* **O que fazer**
Repita todas as entradas abaixo sem alterar nada, mas deixe as imagens de fora.

[Exemplos de marcação de pontos]
━━━━━━

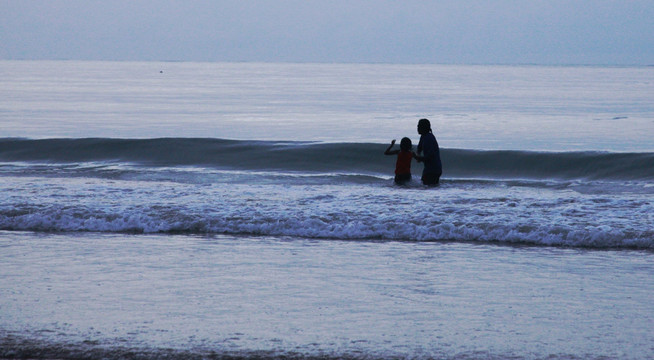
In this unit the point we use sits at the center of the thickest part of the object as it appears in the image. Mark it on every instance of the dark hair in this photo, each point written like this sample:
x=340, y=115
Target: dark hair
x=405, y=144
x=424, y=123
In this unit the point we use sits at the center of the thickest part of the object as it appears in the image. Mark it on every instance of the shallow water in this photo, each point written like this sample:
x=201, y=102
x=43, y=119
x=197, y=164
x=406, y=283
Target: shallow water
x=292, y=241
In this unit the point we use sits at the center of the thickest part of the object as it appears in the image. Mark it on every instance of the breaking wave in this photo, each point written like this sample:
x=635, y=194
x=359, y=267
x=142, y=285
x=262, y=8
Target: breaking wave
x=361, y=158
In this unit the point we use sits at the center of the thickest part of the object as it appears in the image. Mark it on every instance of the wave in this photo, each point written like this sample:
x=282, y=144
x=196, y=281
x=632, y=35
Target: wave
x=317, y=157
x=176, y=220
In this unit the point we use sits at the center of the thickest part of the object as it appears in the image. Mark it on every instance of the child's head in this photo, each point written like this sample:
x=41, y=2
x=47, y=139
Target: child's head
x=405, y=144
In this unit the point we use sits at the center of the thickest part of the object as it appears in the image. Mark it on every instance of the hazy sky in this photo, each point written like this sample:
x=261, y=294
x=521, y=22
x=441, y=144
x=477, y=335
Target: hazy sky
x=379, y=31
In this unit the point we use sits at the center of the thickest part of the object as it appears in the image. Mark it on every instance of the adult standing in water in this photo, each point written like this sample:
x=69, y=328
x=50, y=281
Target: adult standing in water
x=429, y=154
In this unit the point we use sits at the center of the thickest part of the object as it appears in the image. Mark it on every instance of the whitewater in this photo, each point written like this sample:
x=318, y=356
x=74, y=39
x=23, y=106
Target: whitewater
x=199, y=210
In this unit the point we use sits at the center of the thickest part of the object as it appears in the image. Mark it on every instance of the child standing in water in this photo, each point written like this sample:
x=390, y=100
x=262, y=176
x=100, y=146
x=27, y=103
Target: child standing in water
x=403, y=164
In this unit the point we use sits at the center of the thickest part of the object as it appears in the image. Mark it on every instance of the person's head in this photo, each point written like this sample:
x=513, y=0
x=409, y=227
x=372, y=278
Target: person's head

━━━━━━

* **Resposta esperada**
In this unit the point we use sits at the center of the thickest part of the object as it appears in the image. Mark it on every instance of the dark hair in this photo, each point written like this sample:
x=340, y=115
Target: dark hair
x=405, y=144
x=424, y=123
In this unit the point we use sits at the center of the thickest part of the object as it appears in the image. Mark it on every instance of the shallow water in this photo, each point written like this sample:
x=201, y=102
x=43, y=119
x=197, y=164
x=406, y=283
Target: shallow water
x=292, y=241
In this unit the point we use sits at the center of the thickest part of the object as it appears in the image. Mark it on every instance of the breaking wave in this photo, each point written like this sample:
x=635, y=194
x=359, y=267
x=142, y=285
x=262, y=8
Target: breaking wave
x=361, y=158
In this unit the point we use sits at the center of the thickest part of the object as it appears in the image. Mark it on every instance of the wave in this photo, each point written like this sample:
x=282, y=144
x=196, y=281
x=632, y=35
Target: wave
x=317, y=157
x=176, y=220
In this unit the point we use sits at the center of the thickest part of the object as it appears in the image. Mark it on every instance of the child's head in this photo, each point written like this sample:
x=41, y=2
x=47, y=139
Target: child's head
x=405, y=144
In this unit the point we use sits at the center of the thickest part of the object as it appears in the image. Mark it on every instance of the hazy sky in this photo, each point written like this sample:
x=261, y=294
x=521, y=22
x=441, y=144
x=477, y=335
Target: hazy sky
x=379, y=31
In this unit the point we use sits at the center of the thickest part of the object as it appears in the image. Mark it on every instance of the adult standing in water in this photo, each point written like this sample:
x=69, y=328
x=50, y=281
Target: adult standing in water
x=429, y=154
In this unit the point we use sits at the center of the thickest part of the object as it appears in the image. Mark it on every instance of the whitewater in this photo, each point written like this sample:
x=318, y=356
x=74, y=39
x=23, y=106
Target: whitewater
x=199, y=210
In this unit the point we use sits at the center of the thickest part of the object as it appears in the image. Mark it on every instance of the child standing in water in this photo, each point written like this sample:
x=390, y=100
x=262, y=176
x=100, y=146
x=27, y=103
Target: child standing in water
x=403, y=164
In this unit the point we use sits at the center of the thickest part of the object as it appears in the image. Mark it on every instance of the person's head in this photo, each point written like this sample:
x=513, y=0
x=409, y=227
x=372, y=278
Target: person's head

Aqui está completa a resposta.